» Your goal
Turn every line of the records below into a numbered list, leaving out any blank lines.

» Listed records
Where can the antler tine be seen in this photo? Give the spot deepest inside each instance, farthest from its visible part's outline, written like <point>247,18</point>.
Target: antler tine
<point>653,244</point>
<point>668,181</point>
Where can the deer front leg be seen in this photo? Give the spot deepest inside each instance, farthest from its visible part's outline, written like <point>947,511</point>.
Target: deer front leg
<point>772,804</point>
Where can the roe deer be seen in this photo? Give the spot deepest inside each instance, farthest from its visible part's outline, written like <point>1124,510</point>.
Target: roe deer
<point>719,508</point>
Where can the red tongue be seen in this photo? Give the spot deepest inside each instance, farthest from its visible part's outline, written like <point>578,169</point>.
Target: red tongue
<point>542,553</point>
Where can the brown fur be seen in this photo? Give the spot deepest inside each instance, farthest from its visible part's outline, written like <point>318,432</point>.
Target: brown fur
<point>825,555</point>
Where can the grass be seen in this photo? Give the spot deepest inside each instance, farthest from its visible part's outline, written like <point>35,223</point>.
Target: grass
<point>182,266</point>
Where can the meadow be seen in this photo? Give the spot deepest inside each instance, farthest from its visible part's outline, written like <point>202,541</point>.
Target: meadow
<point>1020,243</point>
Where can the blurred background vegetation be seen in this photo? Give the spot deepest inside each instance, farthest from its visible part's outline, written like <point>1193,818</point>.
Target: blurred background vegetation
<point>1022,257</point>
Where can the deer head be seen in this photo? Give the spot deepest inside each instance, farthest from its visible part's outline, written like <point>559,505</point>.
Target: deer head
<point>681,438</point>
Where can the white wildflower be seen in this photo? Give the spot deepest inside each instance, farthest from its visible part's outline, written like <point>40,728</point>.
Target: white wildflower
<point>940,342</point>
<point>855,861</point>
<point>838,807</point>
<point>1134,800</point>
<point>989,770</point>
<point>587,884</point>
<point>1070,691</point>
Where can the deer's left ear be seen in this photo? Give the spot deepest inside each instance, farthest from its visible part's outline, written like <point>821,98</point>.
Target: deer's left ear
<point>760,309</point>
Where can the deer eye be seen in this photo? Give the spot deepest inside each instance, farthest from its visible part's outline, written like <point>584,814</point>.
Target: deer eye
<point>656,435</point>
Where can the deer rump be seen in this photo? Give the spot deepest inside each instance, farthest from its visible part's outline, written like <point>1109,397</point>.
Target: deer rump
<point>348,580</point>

» Exercise response
1. Where can the antler tine be seen in this photo? Give the spot deepest inside each instance, farthest from its visible part's outline, written like <point>247,18</point>.
2. Target: antler tine
3. <point>653,244</point>
4. <point>668,181</point>
5. Where can the deer front leg be seen in this photo? Give the spot deepest inside each instance, farthest from its visible part's outline, written like <point>947,511</point>.
6. Target: deer front leg
7. <point>772,804</point>
8. Where can the roe deer be seen in this photo? Give the spot deepest inside each instance, farthest from its visible part's outline, written like <point>1124,510</point>.
9. Target: roe deer
10. <point>719,508</point>
11. Where can the red tongue be seen in this photo? Give the spot deepest inside each instance, farthest from its visible part's outline, written like <point>578,169</point>.
12. Target: red tongue
13. <point>542,553</point>
14. Where can the brown fur be seen in this photo? Give the spot deepest inside each instance, farthest from its visible part's outline, written like <point>318,432</point>.
15. Target: brown fur
16. <point>825,555</point>
17. Where can the grass be seen in this photo? Give the spot deepest inside each instance, farthest from its visible part's outline, written like <point>35,223</point>.
18. Target: grass
19. <point>182,266</point>
20. Where can the meadow be seen in this photo? Give the spot deepest inside each instance, farthest from its visible part's outline, written like <point>202,541</point>.
21. Target: meadow
22. <point>1020,243</point>
23. Where can the blurred background vegetation be seen in this photo? Give the spot deepest inside each instance, farthest from its visible part's outline, written like <point>1193,818</point>.
24. Target: blurred background vegetation
25. <point>1022,257</point>
26. Where can the deer head be seen in this photo? Give the spot deepest inside each instance, farthest from its visible part's outline, written like <point>559,505</point>.
27. Target: deer head
28. <point>681,438</point>
29. Where can the white wildflower be seen in this photo? Give the spot deepest inside each instance, farthest from its visible part's outline, written like <point>40,728</point>.
30. Target: white wildflower
31. <point>940,342</point>
32. <point>855,861</point>
33. <point>838,807</point>
34. <point>1134,800</point>
35. <point>989,770</point>
36. <point>587,884</point>
37. <point>1070,691</point>
38. Where can the deer's left ear be seen in this photo? Give the spot deepest inside each instance, farthest from its visible part's outline, written like <point>821,98</point>.
39. Target: deer's left ear
40. <point>760,309</point>
41. Where can the deer eye be seen in this photo? Give the spot deepest inside each instance, farthest from its visible part's outline, written like <point>584,814</point>.
42. Target: deer eye
43. <point>656,435</point>
44. Where can the deer rump be seen in this photo? Give the spot deepest inside each instance, farthest from its visible part's outline, written like <point>1109,397</point>.
45. Target: deer rump
46. <point>348,580</point>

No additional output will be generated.